• **DIRECTIONS FOR THIS TASK**
Extract each line of the listing below that contains the string "wood", matching case exactly.

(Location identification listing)
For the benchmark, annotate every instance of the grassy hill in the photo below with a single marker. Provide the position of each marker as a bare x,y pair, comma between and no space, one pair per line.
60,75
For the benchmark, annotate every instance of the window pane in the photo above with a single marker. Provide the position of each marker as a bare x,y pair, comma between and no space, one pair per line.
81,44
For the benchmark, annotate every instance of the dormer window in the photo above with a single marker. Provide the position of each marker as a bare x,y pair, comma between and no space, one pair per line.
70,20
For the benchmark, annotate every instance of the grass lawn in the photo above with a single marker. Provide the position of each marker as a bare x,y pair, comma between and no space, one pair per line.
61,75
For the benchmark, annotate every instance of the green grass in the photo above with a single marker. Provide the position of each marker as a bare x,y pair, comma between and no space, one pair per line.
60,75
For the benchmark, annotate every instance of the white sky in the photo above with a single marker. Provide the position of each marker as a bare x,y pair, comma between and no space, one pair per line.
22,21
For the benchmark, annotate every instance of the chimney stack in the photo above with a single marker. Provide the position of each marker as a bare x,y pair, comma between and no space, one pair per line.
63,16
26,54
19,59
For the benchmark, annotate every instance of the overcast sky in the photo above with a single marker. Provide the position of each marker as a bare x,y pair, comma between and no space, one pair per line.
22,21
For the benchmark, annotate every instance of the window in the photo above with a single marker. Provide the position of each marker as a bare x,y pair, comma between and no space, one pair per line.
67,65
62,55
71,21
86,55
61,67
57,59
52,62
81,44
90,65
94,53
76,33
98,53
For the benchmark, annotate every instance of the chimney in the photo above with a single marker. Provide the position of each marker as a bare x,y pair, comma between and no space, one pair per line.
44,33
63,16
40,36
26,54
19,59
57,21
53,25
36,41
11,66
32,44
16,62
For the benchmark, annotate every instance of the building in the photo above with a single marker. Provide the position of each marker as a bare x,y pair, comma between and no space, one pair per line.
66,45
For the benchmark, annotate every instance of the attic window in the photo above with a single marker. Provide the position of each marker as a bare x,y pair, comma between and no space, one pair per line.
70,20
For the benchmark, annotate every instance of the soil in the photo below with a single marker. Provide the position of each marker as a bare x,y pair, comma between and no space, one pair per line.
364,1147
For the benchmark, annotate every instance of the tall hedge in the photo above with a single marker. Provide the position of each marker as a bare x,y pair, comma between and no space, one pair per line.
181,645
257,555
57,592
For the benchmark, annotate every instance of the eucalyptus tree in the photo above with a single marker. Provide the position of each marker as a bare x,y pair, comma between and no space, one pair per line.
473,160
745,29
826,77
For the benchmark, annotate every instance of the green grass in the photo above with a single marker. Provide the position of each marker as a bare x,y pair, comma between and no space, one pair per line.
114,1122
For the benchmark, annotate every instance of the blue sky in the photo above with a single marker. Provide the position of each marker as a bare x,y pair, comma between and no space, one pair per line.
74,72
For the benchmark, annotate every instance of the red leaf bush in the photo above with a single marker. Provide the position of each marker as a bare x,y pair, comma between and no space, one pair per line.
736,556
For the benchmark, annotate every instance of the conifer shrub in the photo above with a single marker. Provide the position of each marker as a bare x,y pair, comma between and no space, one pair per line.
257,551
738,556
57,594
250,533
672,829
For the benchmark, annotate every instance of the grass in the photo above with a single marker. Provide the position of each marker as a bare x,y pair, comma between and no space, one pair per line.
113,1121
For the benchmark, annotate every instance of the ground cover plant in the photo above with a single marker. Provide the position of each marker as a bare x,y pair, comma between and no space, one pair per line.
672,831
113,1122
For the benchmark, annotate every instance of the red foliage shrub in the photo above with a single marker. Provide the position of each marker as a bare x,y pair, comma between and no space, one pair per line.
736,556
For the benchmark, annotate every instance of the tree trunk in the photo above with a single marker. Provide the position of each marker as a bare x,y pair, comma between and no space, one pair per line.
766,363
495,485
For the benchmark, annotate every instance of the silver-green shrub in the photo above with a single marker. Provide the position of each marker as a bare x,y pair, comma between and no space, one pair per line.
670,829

---

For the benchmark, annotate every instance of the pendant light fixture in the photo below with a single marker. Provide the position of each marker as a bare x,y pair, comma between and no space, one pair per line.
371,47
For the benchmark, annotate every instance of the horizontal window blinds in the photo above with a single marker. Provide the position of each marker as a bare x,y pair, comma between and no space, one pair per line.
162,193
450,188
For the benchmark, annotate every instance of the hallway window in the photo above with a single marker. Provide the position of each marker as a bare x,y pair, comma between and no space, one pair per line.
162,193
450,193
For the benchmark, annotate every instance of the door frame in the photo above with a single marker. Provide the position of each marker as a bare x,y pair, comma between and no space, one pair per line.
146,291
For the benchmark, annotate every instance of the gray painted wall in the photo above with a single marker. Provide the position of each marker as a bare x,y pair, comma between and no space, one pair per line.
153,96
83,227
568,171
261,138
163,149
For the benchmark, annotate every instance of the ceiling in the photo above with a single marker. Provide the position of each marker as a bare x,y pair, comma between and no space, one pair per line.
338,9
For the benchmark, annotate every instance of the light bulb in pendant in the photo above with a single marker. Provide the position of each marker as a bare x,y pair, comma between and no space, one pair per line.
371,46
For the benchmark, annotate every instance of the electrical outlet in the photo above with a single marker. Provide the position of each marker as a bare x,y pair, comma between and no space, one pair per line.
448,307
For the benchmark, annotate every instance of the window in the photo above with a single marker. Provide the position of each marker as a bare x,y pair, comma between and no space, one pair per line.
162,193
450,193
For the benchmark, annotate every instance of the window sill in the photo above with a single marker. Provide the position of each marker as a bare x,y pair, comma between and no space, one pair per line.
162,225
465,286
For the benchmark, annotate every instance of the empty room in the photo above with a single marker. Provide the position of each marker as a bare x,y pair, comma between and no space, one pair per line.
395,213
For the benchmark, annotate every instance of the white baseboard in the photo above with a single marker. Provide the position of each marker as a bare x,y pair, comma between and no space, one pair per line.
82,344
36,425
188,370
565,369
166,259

---

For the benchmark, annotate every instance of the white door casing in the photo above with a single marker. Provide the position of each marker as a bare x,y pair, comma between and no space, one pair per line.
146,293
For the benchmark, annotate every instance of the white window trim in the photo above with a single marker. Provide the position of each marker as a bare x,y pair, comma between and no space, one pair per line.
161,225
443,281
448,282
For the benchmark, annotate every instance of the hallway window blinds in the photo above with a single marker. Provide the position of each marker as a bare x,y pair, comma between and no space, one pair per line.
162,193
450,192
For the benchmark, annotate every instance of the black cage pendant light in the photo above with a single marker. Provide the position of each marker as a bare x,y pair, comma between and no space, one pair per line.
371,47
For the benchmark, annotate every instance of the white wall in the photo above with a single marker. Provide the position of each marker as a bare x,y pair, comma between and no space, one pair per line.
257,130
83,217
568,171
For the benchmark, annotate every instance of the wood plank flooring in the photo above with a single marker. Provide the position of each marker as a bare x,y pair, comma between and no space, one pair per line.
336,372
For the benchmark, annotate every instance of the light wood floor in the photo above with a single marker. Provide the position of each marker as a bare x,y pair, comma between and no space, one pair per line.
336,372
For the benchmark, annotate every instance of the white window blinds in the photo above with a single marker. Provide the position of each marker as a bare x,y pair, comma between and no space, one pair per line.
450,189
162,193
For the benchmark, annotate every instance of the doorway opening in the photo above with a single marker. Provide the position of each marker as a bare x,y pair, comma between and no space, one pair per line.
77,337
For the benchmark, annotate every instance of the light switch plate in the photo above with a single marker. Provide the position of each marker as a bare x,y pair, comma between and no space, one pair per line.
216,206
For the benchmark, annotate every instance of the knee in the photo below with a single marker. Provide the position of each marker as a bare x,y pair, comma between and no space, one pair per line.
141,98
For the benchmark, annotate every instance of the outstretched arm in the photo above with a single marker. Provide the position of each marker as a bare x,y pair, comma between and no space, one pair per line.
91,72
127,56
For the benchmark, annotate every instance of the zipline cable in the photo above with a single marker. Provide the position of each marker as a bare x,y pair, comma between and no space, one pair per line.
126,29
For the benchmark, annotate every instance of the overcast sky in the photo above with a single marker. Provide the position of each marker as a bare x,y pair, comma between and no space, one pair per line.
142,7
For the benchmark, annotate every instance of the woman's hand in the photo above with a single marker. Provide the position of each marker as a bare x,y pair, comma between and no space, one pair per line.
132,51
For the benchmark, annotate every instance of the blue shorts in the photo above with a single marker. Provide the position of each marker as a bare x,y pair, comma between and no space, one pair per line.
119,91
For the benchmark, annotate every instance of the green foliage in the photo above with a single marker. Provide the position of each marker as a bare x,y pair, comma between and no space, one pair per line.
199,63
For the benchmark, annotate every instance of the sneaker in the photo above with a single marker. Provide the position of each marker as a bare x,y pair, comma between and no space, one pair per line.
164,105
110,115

• **EXERCISE ANSWER**
For the benchmark, annotate every instance of the wood plank flooring in the photo above with a single marker. Provide the position of each marker as a bare x,y pair, comma between and no space, one pair per line.
For the benchmark, annotate every instance of the light wood floor in the photo above with a single marker. Provide the position of each marker as a bare x,y pair, comma between and no space, one pair per line.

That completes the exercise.